**REQUIRED ACTION:** Locate the word "scalloped" in the data below, then copy every line that holds it.

[Opening EXTRACTED ENTRIES section]

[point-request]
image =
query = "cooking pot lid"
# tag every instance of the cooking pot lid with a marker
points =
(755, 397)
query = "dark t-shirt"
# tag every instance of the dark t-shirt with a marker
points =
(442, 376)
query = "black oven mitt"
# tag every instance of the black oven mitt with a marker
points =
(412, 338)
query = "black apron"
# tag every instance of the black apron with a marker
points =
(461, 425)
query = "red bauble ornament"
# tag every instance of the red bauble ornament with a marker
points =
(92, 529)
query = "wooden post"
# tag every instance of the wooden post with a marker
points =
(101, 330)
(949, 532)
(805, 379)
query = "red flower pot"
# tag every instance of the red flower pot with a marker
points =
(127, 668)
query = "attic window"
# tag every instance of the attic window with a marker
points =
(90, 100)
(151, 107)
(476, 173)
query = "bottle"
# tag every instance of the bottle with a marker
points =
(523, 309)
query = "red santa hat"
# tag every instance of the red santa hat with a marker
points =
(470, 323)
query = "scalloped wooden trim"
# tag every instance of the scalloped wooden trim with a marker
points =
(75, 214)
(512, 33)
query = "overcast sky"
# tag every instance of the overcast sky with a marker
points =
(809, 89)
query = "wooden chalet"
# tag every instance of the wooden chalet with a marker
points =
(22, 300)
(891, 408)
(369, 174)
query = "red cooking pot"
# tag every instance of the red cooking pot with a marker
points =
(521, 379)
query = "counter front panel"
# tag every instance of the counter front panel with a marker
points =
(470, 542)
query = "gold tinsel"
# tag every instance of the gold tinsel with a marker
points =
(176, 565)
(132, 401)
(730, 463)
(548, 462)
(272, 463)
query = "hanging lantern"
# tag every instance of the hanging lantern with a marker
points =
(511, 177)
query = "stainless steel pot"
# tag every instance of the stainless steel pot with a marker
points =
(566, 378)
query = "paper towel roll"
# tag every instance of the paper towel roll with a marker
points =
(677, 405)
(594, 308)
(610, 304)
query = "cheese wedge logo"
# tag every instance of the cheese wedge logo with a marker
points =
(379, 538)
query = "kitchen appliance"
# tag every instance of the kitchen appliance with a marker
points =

[Closing EXTRACTED ENTRIES section]

**ANSWER BELOW:**
query = "scalloped wooden trim"
# tag every instance of the scalloped wooden trim with a marker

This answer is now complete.